_Given request_: Copy out, exactly as written, only the line containing "Target: white rolled towel" and the lines after it through the end of the records.

(Recorded data)
— Start —

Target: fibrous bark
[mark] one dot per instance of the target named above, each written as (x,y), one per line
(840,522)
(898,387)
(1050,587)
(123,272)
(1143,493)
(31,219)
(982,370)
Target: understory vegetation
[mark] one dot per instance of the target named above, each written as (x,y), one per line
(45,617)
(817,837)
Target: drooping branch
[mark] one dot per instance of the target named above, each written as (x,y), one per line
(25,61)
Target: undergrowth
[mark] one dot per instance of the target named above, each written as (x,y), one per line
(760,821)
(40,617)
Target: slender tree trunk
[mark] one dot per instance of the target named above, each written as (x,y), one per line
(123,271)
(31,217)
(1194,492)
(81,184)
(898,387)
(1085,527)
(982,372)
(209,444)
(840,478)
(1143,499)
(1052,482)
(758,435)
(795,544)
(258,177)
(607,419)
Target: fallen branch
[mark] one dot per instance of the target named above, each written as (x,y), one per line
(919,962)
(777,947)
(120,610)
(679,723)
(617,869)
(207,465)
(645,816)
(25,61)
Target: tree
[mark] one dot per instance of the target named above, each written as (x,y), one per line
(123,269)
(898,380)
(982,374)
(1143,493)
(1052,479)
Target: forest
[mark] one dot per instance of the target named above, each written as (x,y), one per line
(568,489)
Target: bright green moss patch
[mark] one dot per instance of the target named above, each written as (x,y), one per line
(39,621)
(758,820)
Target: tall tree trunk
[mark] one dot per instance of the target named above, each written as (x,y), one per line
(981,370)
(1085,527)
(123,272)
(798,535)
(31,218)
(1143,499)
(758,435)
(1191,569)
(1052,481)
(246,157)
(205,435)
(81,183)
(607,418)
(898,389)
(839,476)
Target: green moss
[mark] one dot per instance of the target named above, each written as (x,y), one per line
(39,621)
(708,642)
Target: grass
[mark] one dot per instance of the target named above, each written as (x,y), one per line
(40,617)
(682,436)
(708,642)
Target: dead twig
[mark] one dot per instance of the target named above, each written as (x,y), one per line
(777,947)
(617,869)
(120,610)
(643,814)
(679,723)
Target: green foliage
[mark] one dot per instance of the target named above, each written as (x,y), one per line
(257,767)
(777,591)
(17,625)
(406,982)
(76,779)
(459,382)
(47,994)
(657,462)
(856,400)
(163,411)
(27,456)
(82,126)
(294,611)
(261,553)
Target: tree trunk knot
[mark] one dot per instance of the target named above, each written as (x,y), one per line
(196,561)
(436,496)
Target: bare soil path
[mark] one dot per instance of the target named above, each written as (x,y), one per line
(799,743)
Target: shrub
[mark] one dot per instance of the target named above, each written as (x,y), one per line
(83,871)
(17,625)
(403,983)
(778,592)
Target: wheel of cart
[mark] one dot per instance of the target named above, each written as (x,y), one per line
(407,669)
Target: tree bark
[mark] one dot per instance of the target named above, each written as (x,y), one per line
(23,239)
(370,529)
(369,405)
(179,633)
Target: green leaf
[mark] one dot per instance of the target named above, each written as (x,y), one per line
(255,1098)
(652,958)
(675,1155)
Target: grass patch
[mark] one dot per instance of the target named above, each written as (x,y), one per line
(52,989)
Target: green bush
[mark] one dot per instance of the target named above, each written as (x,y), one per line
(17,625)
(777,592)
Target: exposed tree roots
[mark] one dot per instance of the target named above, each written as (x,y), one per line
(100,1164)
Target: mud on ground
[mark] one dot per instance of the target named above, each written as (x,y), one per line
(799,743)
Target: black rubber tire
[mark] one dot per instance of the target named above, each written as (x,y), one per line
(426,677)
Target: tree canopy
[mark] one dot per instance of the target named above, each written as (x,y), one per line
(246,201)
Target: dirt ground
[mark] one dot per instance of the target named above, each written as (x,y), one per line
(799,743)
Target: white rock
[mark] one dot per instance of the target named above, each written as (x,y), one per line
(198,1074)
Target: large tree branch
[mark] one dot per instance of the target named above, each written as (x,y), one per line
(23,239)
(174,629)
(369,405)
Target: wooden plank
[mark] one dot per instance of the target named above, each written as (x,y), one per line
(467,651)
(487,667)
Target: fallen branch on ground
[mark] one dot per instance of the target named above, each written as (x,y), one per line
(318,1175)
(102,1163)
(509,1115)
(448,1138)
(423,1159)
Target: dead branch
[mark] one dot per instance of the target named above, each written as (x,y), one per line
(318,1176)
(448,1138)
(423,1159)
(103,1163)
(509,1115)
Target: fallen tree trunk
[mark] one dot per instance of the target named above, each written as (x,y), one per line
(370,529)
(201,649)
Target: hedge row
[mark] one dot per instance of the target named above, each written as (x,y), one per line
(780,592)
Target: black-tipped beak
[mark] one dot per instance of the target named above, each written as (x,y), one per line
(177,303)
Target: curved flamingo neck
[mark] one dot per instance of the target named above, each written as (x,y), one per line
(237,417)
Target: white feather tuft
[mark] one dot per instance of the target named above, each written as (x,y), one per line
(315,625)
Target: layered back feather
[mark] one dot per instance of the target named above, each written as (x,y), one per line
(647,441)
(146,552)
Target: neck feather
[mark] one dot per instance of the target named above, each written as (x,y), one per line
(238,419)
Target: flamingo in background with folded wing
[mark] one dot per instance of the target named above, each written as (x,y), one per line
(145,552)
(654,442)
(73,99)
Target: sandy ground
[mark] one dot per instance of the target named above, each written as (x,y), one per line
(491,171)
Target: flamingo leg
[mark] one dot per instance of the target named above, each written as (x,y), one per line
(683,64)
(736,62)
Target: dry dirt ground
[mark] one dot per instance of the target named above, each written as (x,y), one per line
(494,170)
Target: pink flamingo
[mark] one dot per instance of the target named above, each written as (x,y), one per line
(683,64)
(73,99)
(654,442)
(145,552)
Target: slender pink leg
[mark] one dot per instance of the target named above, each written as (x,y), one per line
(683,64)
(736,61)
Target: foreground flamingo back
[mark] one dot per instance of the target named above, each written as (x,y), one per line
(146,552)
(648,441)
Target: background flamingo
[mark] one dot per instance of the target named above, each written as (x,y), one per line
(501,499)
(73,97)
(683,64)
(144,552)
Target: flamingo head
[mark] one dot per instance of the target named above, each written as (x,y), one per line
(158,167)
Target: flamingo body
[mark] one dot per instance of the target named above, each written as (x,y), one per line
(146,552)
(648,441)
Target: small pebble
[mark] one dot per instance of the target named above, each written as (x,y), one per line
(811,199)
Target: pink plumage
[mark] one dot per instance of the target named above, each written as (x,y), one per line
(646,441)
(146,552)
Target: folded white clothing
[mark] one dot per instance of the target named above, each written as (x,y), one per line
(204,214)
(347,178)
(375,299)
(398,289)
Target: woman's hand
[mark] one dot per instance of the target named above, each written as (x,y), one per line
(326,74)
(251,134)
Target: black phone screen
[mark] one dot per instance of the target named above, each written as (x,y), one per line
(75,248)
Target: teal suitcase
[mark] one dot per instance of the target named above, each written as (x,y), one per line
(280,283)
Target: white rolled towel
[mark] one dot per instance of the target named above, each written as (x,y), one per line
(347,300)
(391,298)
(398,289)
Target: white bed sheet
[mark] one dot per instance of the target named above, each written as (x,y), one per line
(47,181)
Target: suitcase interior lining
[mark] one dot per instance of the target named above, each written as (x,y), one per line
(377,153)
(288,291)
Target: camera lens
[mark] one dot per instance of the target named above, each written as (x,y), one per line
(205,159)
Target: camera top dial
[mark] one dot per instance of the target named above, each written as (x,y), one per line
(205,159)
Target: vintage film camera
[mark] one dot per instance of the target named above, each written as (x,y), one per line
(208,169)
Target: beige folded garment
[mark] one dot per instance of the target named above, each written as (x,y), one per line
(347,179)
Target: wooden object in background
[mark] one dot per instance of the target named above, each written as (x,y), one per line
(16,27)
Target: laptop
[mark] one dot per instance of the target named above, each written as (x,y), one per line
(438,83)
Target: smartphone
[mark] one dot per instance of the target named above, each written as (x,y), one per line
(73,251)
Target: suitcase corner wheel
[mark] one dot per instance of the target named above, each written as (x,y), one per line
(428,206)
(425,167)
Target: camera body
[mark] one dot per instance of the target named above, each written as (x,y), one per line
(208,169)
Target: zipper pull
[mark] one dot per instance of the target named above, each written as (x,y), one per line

— End —

_Response below_:
Target: white rolled towel
[mark] one dot per instance of the target named above, each written as (x,y), one per line
(347,300)
(391,298)
(398,289)
Target: white bed sheet
[mark] one dot per instance of the target named above, each written as (x,y), one per line
(47,181)
Target: suitcase interior lining
[mark] one dot per instance of the target named above, each written as (x,y), one per line
(377,153)
(288,291)
Target: camera lens
[mark] one dot per instance of the target named above, each written as (x,y), one per line
(205,159)
Target: camera top dial
[mark] one dot per instance of the target named above, each written as (x,y), one per line
(205,159)
Target: vintage film camera
[mark] one dot per instance of the target named above, each written as (x,y), one per line
(208,169)
Target: beige folded garment
[mark] one dot per instance of the target named above, each written as (x,y), one per line
(347,179)
Target: wooden object in background
[mark] one dot per instance of the target named above, each written as (x,y), one per line
(16,27)
Target: laptop
[mark] one dot per instance of the target named above, each written as (x,y), one per line
(438,83)
Target: smartphone
[mark] one dot per instance of the target named above, each written as (x,y), one per line
(73,251)
Target: suitcase corner wheel
[mark] one dot per instance of the target named above, each written as (x,y), one per line
(428,206)
(425,167)
Target: camera body
[mark] one dot per instance of the target named above, each written as (x,y), one per line
(208,169)
Target: zipper pull
[mark] one dot per instance of the target named above, each written as (x,y), one per line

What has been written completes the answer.